## Recorded information
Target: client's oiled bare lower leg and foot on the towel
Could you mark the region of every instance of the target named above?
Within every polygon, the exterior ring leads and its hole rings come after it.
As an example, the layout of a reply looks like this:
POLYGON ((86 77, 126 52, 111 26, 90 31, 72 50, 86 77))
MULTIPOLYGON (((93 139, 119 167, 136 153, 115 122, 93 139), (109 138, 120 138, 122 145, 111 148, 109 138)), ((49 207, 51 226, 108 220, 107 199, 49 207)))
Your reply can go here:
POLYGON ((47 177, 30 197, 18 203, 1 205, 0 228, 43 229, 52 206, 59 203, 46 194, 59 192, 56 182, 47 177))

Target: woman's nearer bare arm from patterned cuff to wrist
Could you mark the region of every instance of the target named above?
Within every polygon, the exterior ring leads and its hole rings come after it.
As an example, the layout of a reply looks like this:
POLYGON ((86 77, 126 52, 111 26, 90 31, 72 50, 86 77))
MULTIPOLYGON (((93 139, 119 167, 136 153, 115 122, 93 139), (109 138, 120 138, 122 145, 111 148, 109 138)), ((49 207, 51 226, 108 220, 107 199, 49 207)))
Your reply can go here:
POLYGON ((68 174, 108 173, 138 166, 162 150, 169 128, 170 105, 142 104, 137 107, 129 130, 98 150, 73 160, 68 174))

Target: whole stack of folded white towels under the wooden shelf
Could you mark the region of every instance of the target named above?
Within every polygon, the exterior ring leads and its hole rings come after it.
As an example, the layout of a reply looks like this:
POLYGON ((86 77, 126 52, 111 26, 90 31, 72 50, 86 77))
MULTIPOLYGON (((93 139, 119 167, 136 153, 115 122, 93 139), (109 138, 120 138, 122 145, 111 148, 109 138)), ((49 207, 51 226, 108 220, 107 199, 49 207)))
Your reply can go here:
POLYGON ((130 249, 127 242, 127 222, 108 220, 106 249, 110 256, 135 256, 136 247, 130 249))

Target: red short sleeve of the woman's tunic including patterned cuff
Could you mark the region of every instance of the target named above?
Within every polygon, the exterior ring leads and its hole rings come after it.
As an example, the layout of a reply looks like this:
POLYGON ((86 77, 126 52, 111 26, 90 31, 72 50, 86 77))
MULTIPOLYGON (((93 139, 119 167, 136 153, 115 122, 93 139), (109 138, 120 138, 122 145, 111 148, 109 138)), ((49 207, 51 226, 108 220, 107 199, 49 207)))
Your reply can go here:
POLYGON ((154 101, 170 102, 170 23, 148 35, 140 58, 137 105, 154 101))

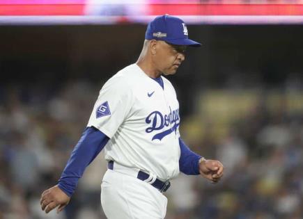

## Exercise objective
Would you write out all of the data exactly as it stands, without the pictures?

## Response for this exercise
Target: client's oiled bare lower leg and foot on the towel
Could you mark the region of every instance of the target named above?
Within every polygon, the exterior ring leads and its hole rings come after it.
As an example, the layout of a reply looks like this:
POLYGON ((86 77, 126 52, 111 26, 90 31, 72 50, 86 77))
MULTIPOLYGON (((93 139, 119 167, 136 153, 115 122, 93 139), (109 138, 120 138, 122 145, 111 148, 109 138)), ((49 207, 51 226, 108 220, 107 199, 49 207)))
Your reply can go here:
POLYGON ((47 177, 30 197, 18 203, 1 205, 0 228, 43 229, 52 206, 59 203, 46 194, 59 192, 56 182, 47 177))

Target: woman's nearer bare arm from patterned cuff to wrist
Could you mark the region of every instance of the target named above?
Within every polygon, the exterior ring leads and its hole rings come after it.
As an example, the layout of a reply looks like this:
POLYGON ((86 77, 126 52, 111 26, 90 31, 72 50, 86 77))
MULTIPOLYGON (((93 139, 119 167, 136 153, 115 122, 93 139), (109 138, 120 138, 122 145, 111 148, 109 138)), ((49 207, 51 226, 108 220, 107 199, 49 207)))
Your reply can go here:
POLYGON ((68 174, 108 173, 138 166, 162 150, 169 128, 170 105, 142 104, 137 107, 129 130, 98 150, 73 160, 68 174))

Target: whole stack of folded white towels under the wooden shelf
Could you mark the region of every instance of the target named above?
Within every polygon, the exterior ring leads and its hole rings come after it.
As an example, the layout of a reply looks like this:
POLYGON ((86 77, 126 52, 111 26, 90 31, 72 50, 86 77))
MULTIPOLYGON (((93 139, 119 167, 136 153, 115 122, 93 139), (109 138, 120 138, 122 145, 111 148, 109 138)), ((49 207, 51 226, 108 220, 107 199, 49 207)))
Your reply can go here:
POLYGON ((130 249, 127 242, 127 222, 108 220, 106 249, 110 256, 135 256, 136 247, 130 249))

Target: red short sleeve of the woman's tunic including patterned cuff
Could you mark the region of every instance of the target named above?
Within every polygon, the exterior ring leads and its hole rings come after it.
As an example, the layout of a reply looks like this:
POLYGON ((86 77, 126 52, 111 26, 90 31, 72 50, 86 77))
MULTIPOLYGON (((93 139, 119 167, 136 153, 115 122, 93 139), (109 138, 120 138, 122 145, 111 148, 109 138)), ((49 207, 51 226, 108 220, 107 199, 49 207)))
Your reply can go here:
POLYGON ((154 101, 170 102, 170 23, 148 35, 140 58, 137 105, 154 101))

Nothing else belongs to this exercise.